State how many lines in the records below contain the string "cyclist", counting only case-sensitive matches. Reply with the number alone.
========
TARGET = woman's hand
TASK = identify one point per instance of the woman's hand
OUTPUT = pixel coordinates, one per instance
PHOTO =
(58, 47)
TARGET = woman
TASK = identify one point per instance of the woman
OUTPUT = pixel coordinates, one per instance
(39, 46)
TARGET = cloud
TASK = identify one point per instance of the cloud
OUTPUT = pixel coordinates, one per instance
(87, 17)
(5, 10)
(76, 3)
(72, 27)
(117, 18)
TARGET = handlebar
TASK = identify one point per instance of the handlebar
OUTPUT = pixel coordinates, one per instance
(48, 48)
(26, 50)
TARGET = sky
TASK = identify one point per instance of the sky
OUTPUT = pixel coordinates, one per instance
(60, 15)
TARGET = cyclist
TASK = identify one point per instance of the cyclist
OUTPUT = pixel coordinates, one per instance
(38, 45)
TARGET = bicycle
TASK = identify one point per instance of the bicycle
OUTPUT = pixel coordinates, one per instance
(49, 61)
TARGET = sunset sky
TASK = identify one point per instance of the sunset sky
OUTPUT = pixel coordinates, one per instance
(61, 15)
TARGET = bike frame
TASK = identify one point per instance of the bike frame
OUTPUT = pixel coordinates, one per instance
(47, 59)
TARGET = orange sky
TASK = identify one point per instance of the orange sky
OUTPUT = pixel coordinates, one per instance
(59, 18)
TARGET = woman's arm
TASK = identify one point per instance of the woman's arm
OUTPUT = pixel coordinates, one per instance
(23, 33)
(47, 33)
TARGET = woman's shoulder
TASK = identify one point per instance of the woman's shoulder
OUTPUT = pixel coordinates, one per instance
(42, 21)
========
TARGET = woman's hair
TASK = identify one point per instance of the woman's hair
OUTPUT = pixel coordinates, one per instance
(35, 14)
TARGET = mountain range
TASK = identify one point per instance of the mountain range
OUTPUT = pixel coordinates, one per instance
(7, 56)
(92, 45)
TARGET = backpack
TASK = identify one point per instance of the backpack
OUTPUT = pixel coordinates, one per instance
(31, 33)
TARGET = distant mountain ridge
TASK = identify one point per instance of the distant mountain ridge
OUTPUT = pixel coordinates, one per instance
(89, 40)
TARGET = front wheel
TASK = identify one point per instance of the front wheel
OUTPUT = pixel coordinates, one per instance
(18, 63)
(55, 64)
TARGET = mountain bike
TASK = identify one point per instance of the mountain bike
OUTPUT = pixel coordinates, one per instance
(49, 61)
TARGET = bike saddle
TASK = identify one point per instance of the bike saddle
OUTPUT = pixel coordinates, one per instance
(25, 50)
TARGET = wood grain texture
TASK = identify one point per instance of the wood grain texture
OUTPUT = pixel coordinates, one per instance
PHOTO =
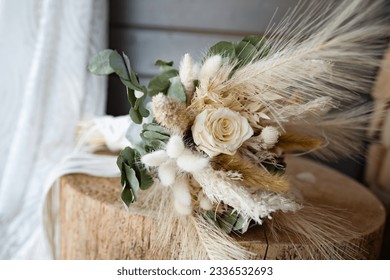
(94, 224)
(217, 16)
========
#### FULL SOLUTION
2